Passage for review |
_ _ _ _

Wednesday, June 27, 2012

Immigrants and Absconding Embezzlers in the Gilded Age and Progressive Era

Just in time for the Arizona immigration case, the latest (gated) issue of the Journal of the Gilded Age and Progressive Era includes a symposium on John Higham’s Strangers in the Land.  My Georgetown colleague Katherine Benton-Cohen views the book from the vantage of Western History. 

Also in the issue is another installment of the work of Katherine Unterman, Texas A&M, on the history of extradition.  This one is Boodle over the Border: Embezzlement and the Crisis of International Mobility, 1880–1890:
Roughly 2,000 American fugitives fled to Canada in the 1880s—mostly clerks, cashiers, and bank tellers charged with embezzlement. This article argues that these “boodlers,” as they were popularly called, were symptomatic of a late-nineteenth-century crisis of mobility. Embezzlement was a function of new kinds of mobility: migration to cities, the rise of an upwardly mobile middle class, the fungibility of greenbacks, and the growth of international transportation networks. The boodlers were some of the earliest white-collar criminals. By focusing on their unexplored story, this article contributes to the growing literature that presents the clerk as an important figure in nineteenth-century labor history. Still, the boodlers also had a more unexpected impact on the evolution of the United States' international borders, both in the popular imagination and in actual surveillance and law enforcement techniques. Through the figure of the boodler, this article examines the links between the growth of capitalism and the development of the United States–Canada border in the late nineteenth century.

_ _ _ _

Data for locating objects from natural-language descriptions
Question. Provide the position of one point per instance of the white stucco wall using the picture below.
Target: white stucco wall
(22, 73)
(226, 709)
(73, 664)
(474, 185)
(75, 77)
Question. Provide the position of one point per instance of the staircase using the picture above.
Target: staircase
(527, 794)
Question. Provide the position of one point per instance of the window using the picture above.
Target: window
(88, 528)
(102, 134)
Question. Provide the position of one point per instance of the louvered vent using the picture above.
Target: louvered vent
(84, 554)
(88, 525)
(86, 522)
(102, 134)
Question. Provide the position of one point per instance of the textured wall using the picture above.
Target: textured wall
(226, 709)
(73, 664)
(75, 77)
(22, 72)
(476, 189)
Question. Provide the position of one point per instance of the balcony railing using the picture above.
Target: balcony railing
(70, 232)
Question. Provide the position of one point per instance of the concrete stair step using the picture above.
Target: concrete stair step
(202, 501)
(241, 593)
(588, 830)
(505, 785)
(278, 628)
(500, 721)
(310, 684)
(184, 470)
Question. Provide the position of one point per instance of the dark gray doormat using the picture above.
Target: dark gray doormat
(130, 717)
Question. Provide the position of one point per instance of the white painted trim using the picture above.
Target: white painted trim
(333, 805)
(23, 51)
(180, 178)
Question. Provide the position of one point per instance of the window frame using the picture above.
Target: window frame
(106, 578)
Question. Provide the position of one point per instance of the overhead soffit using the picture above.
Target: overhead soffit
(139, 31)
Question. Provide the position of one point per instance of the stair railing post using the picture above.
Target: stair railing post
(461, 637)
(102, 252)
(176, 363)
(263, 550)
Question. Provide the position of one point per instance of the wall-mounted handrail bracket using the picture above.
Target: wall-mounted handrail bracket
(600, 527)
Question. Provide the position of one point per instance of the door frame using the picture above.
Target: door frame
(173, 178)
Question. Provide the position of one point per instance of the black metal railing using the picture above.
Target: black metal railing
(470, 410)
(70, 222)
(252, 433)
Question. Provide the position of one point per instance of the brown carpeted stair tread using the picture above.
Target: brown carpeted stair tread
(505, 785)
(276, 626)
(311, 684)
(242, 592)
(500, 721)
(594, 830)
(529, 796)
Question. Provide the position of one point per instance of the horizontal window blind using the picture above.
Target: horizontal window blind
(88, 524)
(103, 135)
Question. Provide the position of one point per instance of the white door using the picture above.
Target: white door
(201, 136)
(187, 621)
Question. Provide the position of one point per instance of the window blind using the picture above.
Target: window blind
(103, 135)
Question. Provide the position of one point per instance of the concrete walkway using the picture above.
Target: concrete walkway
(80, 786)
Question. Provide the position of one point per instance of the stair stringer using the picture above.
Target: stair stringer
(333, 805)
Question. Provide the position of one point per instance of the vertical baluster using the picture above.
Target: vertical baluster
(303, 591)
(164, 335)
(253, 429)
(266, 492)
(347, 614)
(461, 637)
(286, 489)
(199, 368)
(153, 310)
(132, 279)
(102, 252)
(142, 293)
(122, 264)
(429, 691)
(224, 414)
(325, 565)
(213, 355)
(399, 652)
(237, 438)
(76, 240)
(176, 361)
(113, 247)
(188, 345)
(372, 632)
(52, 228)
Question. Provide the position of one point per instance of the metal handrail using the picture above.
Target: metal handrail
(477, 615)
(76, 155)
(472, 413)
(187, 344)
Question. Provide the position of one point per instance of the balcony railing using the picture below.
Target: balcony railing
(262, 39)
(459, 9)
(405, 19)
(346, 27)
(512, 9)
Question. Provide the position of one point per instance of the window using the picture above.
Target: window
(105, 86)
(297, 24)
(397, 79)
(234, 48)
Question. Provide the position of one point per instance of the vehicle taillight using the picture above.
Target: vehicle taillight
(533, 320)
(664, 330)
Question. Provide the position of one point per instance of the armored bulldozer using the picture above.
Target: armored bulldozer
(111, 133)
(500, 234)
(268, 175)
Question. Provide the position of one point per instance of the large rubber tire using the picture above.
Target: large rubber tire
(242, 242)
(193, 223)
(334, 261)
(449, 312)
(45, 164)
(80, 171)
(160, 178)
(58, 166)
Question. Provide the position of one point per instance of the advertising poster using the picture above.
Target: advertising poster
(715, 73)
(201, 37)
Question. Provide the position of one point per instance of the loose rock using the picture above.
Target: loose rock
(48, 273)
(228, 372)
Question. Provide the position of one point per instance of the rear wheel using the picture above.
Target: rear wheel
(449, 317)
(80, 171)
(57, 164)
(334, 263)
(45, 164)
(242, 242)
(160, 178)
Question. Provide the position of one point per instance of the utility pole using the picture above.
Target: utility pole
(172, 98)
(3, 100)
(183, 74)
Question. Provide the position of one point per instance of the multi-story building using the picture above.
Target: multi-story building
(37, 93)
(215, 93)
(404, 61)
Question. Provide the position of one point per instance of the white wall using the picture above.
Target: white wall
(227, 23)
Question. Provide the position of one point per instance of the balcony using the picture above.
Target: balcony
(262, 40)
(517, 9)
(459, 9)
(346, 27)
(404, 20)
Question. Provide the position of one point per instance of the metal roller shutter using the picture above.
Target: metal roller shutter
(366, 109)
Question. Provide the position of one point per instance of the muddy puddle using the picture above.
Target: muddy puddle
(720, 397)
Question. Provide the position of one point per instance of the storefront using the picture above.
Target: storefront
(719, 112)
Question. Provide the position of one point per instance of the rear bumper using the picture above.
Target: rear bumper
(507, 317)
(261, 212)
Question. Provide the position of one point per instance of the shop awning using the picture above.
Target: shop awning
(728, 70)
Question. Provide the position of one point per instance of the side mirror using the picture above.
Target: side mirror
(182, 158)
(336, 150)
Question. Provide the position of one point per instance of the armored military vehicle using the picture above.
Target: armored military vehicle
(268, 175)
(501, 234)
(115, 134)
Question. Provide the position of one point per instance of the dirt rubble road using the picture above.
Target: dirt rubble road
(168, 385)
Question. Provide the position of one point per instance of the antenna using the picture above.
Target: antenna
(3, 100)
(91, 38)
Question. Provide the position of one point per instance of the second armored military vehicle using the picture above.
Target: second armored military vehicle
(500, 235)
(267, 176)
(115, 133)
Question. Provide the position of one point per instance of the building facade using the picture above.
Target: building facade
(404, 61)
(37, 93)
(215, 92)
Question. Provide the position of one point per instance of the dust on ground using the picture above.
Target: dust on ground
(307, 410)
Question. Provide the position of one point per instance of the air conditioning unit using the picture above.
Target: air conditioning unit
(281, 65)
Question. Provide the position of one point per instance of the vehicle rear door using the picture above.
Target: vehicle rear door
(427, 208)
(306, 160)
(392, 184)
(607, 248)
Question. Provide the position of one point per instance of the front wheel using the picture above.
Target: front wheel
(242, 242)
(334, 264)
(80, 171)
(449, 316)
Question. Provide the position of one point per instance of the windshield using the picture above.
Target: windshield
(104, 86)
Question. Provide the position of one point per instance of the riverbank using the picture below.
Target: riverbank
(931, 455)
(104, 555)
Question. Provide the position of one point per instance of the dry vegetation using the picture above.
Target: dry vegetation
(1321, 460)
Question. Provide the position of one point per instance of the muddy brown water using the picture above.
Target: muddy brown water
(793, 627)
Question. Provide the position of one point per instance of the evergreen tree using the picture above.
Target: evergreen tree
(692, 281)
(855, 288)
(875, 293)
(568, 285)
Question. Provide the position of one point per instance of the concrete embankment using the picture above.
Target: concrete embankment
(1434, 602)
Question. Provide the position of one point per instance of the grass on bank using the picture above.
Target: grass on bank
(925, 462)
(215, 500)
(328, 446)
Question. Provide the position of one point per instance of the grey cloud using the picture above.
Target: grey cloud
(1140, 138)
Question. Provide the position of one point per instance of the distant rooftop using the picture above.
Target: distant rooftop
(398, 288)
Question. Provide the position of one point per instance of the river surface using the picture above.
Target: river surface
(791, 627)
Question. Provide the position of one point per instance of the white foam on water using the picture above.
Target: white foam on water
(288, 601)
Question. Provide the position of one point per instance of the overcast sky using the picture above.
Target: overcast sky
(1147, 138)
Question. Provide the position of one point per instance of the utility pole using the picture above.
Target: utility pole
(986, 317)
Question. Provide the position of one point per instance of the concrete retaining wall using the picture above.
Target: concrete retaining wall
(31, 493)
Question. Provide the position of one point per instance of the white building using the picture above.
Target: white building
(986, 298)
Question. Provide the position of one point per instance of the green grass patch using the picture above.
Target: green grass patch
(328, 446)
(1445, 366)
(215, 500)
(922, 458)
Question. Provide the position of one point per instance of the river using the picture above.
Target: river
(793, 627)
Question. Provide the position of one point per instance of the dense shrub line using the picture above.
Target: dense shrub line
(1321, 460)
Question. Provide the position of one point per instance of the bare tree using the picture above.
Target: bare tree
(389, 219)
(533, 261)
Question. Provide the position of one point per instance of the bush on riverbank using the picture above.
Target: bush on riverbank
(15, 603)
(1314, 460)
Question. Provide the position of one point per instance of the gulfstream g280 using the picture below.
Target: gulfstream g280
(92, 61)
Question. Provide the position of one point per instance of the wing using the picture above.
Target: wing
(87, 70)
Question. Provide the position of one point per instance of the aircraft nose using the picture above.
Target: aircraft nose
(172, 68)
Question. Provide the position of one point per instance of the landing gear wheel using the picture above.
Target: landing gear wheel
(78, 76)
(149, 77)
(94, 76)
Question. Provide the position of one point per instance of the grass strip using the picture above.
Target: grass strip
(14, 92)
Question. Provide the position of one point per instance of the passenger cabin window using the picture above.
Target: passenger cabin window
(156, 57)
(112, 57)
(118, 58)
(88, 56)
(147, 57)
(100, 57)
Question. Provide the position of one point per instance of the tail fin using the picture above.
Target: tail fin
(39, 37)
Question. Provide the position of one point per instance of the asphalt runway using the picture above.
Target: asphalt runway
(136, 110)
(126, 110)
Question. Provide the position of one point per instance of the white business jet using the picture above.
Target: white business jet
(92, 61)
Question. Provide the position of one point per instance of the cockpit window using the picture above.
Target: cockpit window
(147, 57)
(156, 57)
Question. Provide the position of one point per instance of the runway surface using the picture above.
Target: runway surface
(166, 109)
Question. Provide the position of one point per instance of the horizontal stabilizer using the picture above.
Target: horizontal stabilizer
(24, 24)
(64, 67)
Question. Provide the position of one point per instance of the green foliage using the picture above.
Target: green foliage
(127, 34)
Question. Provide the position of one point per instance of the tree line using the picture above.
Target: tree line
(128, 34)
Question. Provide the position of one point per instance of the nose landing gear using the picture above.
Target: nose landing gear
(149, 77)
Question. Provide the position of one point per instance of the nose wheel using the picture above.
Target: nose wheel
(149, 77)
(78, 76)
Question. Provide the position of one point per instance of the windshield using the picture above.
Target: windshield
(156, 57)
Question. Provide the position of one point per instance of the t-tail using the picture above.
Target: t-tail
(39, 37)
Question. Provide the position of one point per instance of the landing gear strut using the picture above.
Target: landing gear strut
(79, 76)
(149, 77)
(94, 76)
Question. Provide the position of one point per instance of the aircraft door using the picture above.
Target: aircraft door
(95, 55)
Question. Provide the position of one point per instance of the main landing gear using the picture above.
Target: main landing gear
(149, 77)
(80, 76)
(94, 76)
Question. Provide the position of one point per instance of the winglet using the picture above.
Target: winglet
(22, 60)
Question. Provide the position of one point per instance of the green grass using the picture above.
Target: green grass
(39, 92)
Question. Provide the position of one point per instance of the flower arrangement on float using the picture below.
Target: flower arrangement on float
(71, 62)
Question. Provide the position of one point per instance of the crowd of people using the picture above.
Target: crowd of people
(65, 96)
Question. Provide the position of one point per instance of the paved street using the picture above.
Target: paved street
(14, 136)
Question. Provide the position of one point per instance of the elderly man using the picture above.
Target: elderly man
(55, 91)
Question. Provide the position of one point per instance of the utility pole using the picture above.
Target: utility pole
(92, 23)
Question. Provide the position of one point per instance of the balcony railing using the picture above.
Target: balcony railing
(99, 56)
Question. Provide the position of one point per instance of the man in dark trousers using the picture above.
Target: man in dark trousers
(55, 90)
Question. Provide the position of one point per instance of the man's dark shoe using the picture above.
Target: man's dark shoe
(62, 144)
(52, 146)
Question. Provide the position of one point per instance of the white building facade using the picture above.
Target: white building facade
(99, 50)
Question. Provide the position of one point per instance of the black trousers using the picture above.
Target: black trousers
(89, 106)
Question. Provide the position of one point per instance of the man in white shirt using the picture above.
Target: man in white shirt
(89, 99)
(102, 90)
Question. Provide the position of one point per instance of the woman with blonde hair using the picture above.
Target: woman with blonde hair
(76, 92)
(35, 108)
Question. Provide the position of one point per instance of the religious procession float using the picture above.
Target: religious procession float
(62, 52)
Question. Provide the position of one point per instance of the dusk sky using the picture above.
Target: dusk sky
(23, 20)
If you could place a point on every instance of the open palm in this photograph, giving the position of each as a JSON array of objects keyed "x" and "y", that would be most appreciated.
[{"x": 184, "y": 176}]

_ _ _ _

Work order |
Translate this sentence from the post about Gilded Age embezzlers into Spanish: "The boodlers were some of the earliest white-collar criminals." The material has no connection to the post.

Answer |
Los boodlers fueron algunos de los primeros delincuentes de cuello blanco.